■ The exercise ■
Write out everything from "Based on the" down to "applied to CIL.", word for word, from the text below on the Coal India competition ruling.

The Supreme Court of India, vide an order dated 15th June 2023 has concluded that the provisions of the Competition Act, 2002, as amended (“Competition Act”) would apply to Coal India Limited (“CIL”). CIL is a Government Company, which came into being under the Coal Mines (Nationalisation) Act, 1973 (“Nationalisation Act”) and is tasked with the power and the duty to distribute coal. Western Coal Fields (“WCL”) is a subsidiary of CIL.

The principal bone of contention of CIL before the Supreme Court was that CIL is a monopoly created by the Nationalisation Act and is duty bound under the Directive Principles of State Policy of the Constitution of India (“Constitution”), in particular Article 39(b) of the Constitution, to direct its policy towards securing the ownership and control of the material resources of the community in a manner that best serves the common good. To achieve the goals and objectives under the Nationalisation Act as well as under Article 39(b), CIL and WCL would have to follow the policy of the Government of India in regard to coal, be it in the matter of pricing or any other matter and there may be necessity to resort to differential pricing so as to encourage captive coal production, which may be adversely affected if the provisions of the Act are applied as such actions would not survive on the anvil of Section 4(2)(b) of the Act which provides that there would be an abuse of dominant position, inter-alia, if the enterprise limits or restricts production of goods, provision of services or market thereof. Further, CIL contended that Section 3 of the Nationalisation Act vests the ownership of the coal mines in the Central Government. However, under Section 19 of the Act the CCI is obliged to take into consideration the monopoly position whether controlled by the Government or not, as a factor to determine the dominant position. Further, Section 27(a) of the Act empowers the CCI with the power to order cessation of an abuse. This, according to CIL, would be inconsistent with the appellants pursuing welfare policy in relation to pricing and distribution of coal.

Further, CIL submitted that under Section 28 of the Act, the CCI is empowered to divide enterprises abusing dominant position including adjustment of contracts, formation of winding up of enterprises among other things but to the contrast, as per Section 32 of the Nationalisation Act, mining companies cannot be wound up.

Based on the above, CIL argued that it cannot be bound and governed by the Act as it is governed by the Nationalisation Act and inconsistencies and consequent anomalous result would arise from the Act being applied to CIL.

■ Extracted entries ■
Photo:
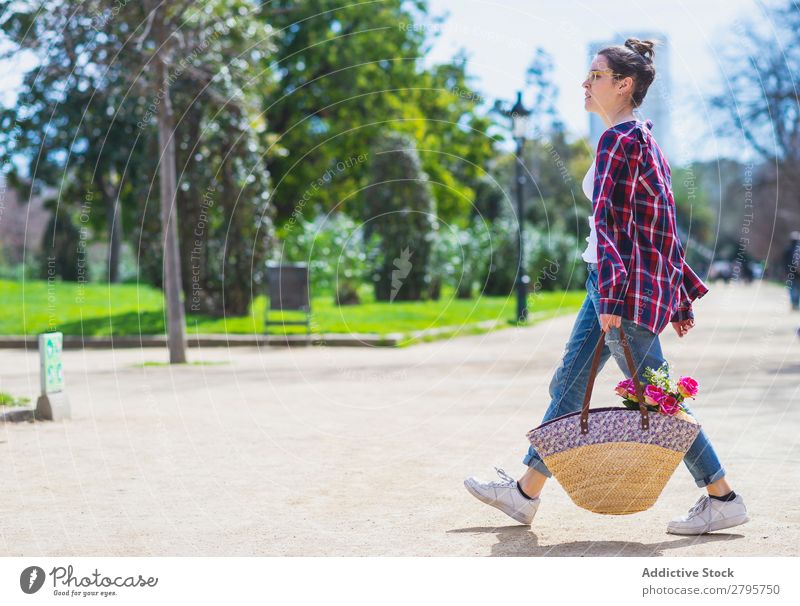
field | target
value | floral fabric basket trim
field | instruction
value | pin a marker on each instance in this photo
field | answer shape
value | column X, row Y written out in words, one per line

■ Exercise result ■
Based on the above, CIL argued that it cannot be bound and governed by the Act as it is governed by the Nationalisation Act and inconsistencies and consequent anomalous result would arise from the Act being applied to CIL.